Allo stato attuale, dunque, l'aspetto della città etrusca può
essere solo immaginato, facendo riferimento alle conoscenze generali su questa
civiltà. Gli edifici di abitazione dovevano essere bassi e affiancati,
poggiavano sulla roccia viva o su fondamenta di pietra. Le pareti erano costruite
in mattoni crudi o con intelaiature di pali, canne e rami ricoperti da strati
di argilla. Il focolare era addossato al muro o al centro della stanza.
Nel pianoro non esistevano sorgenti, l'acqua era trasportata con un ingegnoso
acquedotto dall'altopiano di Oriolo e conservata in cisterne scavate
nella roccia.
Appena fuori dall'abitato si iniziava a estendere la vasta necropoli,
che rappresenta ciò che di più significativo rimane dell'insediamento
etrusco. Le tombe più antiche sono quelle più prossime all'abitato,
mentre quelle del periodo medio, coincidente con la massima prosperità,
sono quelle più lontane. Infine le tombe dell'ultimo periodo etrusco
si trovano nuovamente nelle vicinanze del perimetro urbano.

**ATTIVITÀ DA SVOLGERE:**
1. Indichi se ciascuna delle affermazioni (a), (b) e (c) concorda con il testo sulla città etrusca, rispondendo sì o no e citando testualmente le parole decisive: (a) le pareti delle abitazioni potevano essere di mattoni crudi; (b) nel pianoro si trovavano sorgenti d'acqua; (c) le tombe del periodo medio sono le più vicine all'abitato.
2. Prosegua il testo sulla città etrusca e la sua necropoli a partire dall'ultima frase riportata.
Il materiale riportato di seguito non serve per lo svolgimento del lavoro.

Registrazioni provenienti da una fonte di dati
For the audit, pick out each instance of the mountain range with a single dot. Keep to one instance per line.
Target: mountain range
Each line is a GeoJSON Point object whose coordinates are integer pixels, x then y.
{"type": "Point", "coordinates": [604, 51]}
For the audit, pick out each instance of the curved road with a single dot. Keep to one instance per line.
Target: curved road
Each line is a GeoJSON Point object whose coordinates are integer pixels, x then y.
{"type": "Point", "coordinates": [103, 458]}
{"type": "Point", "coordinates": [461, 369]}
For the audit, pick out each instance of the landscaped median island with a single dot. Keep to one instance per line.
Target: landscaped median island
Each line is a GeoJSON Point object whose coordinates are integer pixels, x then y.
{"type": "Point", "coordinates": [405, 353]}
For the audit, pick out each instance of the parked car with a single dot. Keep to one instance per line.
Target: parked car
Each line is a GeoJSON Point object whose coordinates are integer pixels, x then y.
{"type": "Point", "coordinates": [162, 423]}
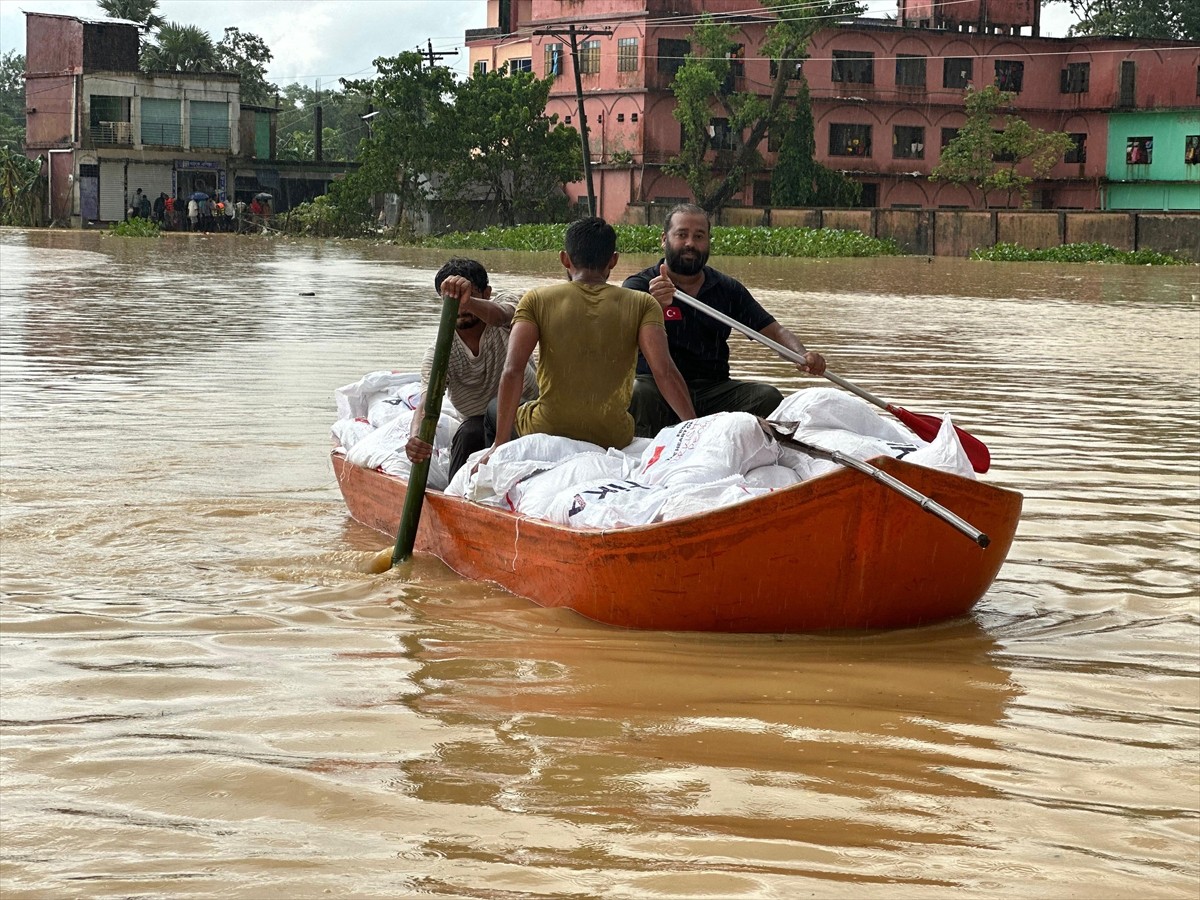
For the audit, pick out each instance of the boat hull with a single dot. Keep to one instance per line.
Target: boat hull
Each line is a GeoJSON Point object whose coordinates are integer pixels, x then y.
{"type": "Point", "coordinates": [835, 552]}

**RISPOSTE ALLE ATTIVITÀ:**
1.
(a) Sì: «Le pareti erano costruite in mattoni crudi o con intelaiature di pali, canne e rami ricoperti da strati di argilla.»
(b) No: «Nel pianoro non esistevano sorgenti».
(c) No: «quelle del periodo medio, coincidente con la massima prosperità, sono quelle più lontane.»

2.
Sull'altopiano della Palombara si scorgono i resti di una seconda serie
di tombe che iniziando dallo stesso pianoro monteranese seguono il tracciato
di un'antica via etrusca e arrivano fino alla località Pozzo Tufo.
La necropoli più ricca, tuttavia, è quella che si estende sul
colle della Bandita. Alle due tombe più conosciute, utilizzate
nei secoli da pastori e agricoltori quale rifugio, è stato dato dalla
tradizione popolare il nome Grottino della Bandita e Grotta di Tabacco.
Per
raggiungere le rovine di Monterano attualmente occorre percorrere sentieri impervi,
ma la situazione era ben diversa nel periodo etrusco, quando una fitta rete
viaria carrabile collegava il fiorente abitato con altre città e con
le campagne circostanti. La strada più importante era diretta a Caere,
l'attuale Cerveteri, capoluogo della regione. Appena fuori dell'abitato la via
scendeva per il Cavone, in una gola scavata nella roccia, fino alla valle
del Bicione. Superato il torrente, risaliva il colle della Madonella
nella strettoia del Canalicchio e, dopo aver attraversato per una ventina
di chilometri gli attuali territori di Manziana e Castel Giuliano,
giungeva a destinazione.
Una seconda strada si dirigeva verso un'altra grande metropoli dell'Etruria,
Tarquinia. Scendeva il colle scavata nel tufo e attraversava il torrente
Mignone con un ponte di legno, non molto dissimile da quello usato qualche
decennio fa, e proseguiva poi sulla riva destra del torrente in direzione della
città.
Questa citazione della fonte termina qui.